> _GOAL_: Convert the items from the line with "Return one point per instance of the railing" through the end of the items into a two-column CSV with columns named "label" and "points". Give one row per item, with its text and its answer each in a single quoted field and line breaks replaced by spaces.

> _Source records_:
--------------------------------------------------
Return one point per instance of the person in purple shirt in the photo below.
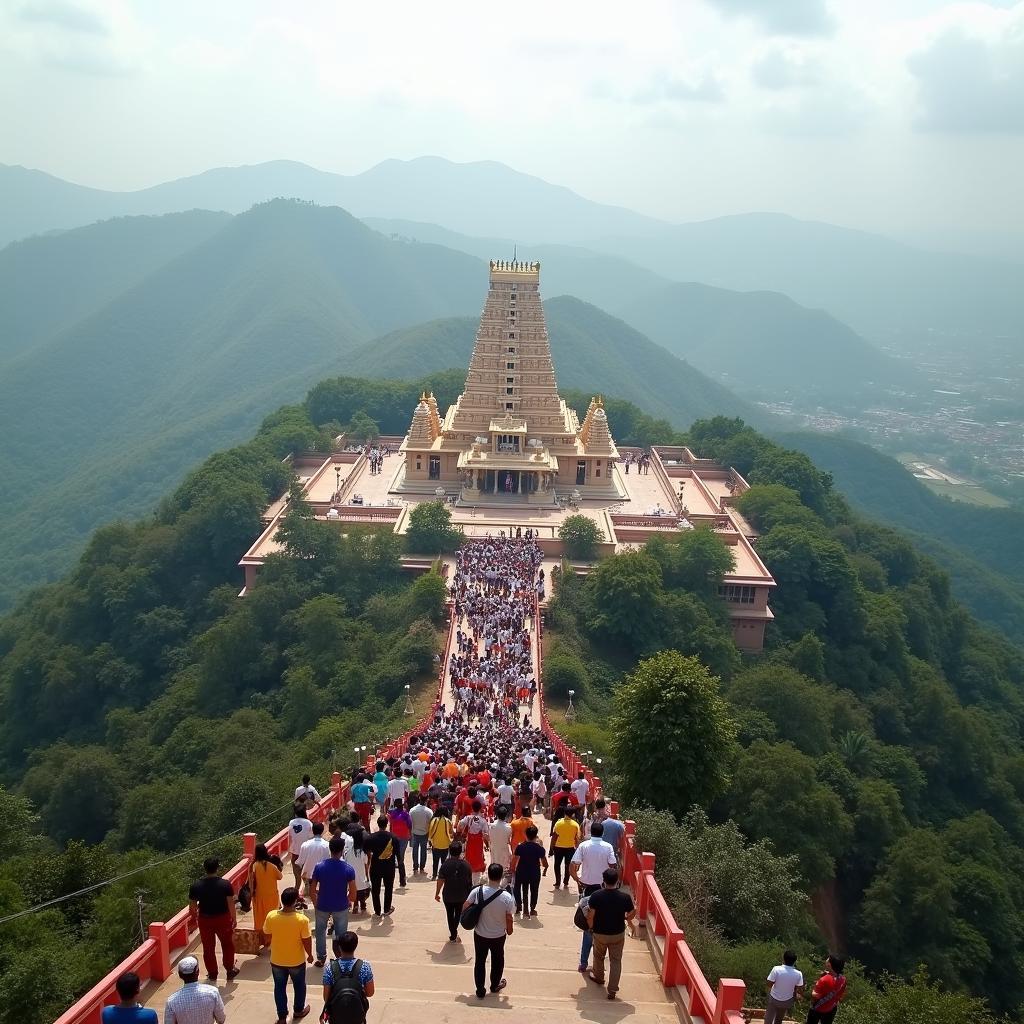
(128, 1010)
(400, 826)
(332, 891)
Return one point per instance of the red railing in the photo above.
(152, 962)
(679, 968)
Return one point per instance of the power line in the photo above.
(138, 870)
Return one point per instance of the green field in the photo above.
(971, 494)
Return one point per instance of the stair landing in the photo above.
(419, 973)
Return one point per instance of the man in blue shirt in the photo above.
(344, 951)
(128, 1010)
(363, 798)
(381, 780)
(332, 892)
(613, 834)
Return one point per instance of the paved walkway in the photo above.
(424, 979)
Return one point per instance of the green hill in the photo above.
(875, 284)
(980, 548)
(764, 344)
(49, 283)
(99, 419)
(602, 279)
(592, 350)
(871, 754)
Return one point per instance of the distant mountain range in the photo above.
(879, 286)
(798, 353)
(169, 337)
(979, 547)
(592, 351)
(131, 348)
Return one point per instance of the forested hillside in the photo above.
(100, 419)
(136, 346)
(48, 284)
(764, 344)
(591, 349)
(980, 548)
(145, 710)
(877, 743)
(870, 759)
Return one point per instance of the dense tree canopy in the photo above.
(669, 713)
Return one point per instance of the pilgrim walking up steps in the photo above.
(418, 972)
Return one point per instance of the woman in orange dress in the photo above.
(264, 876)
(474, 827)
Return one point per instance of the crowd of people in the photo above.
(639, 459)
(495, 590)
(480, 795)
(376, 455)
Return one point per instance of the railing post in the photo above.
(731, 992)
(161, 967)
(645, 875)
(673, 972)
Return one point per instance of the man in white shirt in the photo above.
(299, 829)
(194, 1003)
(422, 816)
(591, 859)
(307, 792)
(312, 852)
(506, 794)
(581, 787)
(500, 839)
(397, 788)
(785, 984)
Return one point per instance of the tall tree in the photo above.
(672, 733)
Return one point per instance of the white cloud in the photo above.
(783, 17)
(785, 68)
(970, 76)
(90, 37)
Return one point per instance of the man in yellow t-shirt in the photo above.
(519, 826)
(565, 838)
(291, 949)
--------------------------------------------------
> _OUTPUT BELOW_:
label,points
"Return one point per instance of the railing post in the photo above.","(731, 992) (161, 967) (645, 875) (673, 972)"
"Return one point per instance of the man in white shirt in the photo above.","(299, 829) (194, 1003) (422, 816) (591, 859) (307, 792) (312, 852) (506, 794) (581, 787) (500, 839) (397, 788) (785, 984)"
"Return one point per instance of the tall tree in the photo above.","(672, 733)"
"Return one point per instance of the white cloud in the photo above.","(783, 17) (785, 68) (970, 76) (90, 37)"
"Return one point per instance of the man in yellow t-shirt in the photo above.","(519, 826) (565, 838) (291, 949)"